Exercise task ▸ Work out how many lines in the data below contain the string "eave", treating uppercase and lowercase as different. Reply with the number alone.

begin Records shown

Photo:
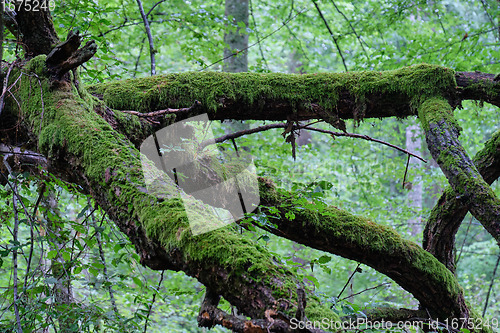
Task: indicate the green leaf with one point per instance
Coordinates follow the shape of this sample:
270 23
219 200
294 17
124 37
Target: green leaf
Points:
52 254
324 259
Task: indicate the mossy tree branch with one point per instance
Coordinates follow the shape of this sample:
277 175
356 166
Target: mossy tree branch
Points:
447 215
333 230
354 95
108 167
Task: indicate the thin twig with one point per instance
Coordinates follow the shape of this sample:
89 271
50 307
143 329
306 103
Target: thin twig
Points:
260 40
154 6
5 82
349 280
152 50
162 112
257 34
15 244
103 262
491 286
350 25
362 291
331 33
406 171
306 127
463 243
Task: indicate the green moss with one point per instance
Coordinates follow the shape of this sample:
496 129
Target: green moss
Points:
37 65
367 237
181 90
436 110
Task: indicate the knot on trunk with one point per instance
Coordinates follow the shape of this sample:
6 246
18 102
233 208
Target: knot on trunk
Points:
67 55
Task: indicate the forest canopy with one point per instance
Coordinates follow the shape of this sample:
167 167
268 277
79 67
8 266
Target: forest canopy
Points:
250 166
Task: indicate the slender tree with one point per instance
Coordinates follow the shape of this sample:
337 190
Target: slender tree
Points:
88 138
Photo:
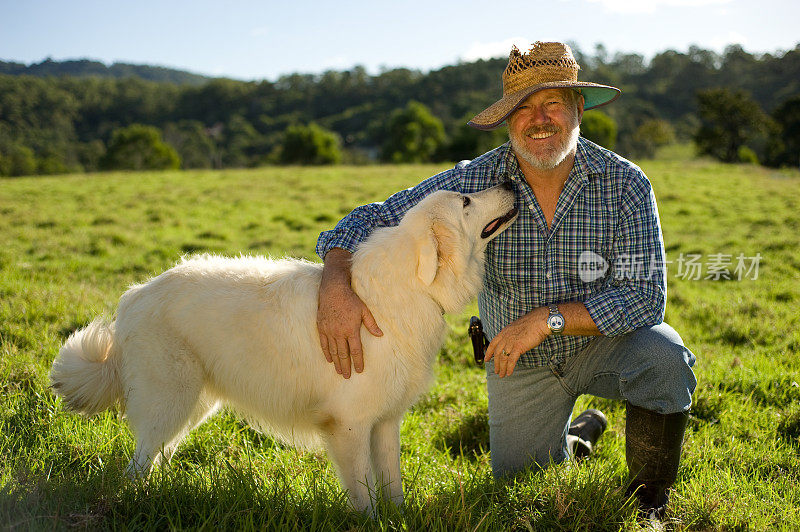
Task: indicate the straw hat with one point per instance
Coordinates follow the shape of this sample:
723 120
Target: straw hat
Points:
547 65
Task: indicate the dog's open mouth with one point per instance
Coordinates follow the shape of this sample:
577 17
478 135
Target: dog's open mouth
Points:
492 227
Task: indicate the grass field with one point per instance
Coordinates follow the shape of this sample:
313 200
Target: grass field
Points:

end Records shown
begin Records shown

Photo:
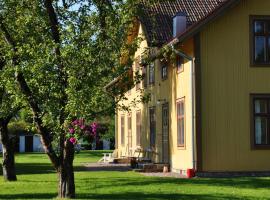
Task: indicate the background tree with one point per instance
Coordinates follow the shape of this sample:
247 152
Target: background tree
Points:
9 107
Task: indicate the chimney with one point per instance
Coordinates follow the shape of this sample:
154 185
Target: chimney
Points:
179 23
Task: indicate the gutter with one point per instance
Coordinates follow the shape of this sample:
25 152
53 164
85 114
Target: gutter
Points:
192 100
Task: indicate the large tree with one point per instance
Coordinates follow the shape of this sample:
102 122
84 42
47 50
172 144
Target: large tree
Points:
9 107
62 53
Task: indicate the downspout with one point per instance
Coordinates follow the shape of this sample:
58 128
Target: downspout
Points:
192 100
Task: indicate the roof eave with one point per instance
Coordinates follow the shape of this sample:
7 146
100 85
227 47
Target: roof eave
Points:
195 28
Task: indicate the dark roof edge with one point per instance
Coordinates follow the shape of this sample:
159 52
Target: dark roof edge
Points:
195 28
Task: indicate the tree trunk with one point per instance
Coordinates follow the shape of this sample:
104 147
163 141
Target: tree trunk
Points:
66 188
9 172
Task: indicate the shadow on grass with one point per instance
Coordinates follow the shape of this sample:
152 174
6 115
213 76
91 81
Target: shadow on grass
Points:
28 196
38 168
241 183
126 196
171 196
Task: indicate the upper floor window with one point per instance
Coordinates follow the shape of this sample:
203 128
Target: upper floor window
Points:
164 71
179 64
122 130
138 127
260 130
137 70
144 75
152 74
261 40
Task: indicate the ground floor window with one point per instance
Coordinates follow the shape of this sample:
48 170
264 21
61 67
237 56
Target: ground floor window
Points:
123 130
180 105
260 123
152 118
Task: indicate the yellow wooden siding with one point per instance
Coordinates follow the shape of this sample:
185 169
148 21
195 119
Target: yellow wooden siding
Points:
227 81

end Records shown
begin Records shown

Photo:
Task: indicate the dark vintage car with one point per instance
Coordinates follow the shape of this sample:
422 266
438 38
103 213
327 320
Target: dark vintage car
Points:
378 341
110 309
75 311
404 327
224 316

end Records shown

Task output ▸ 2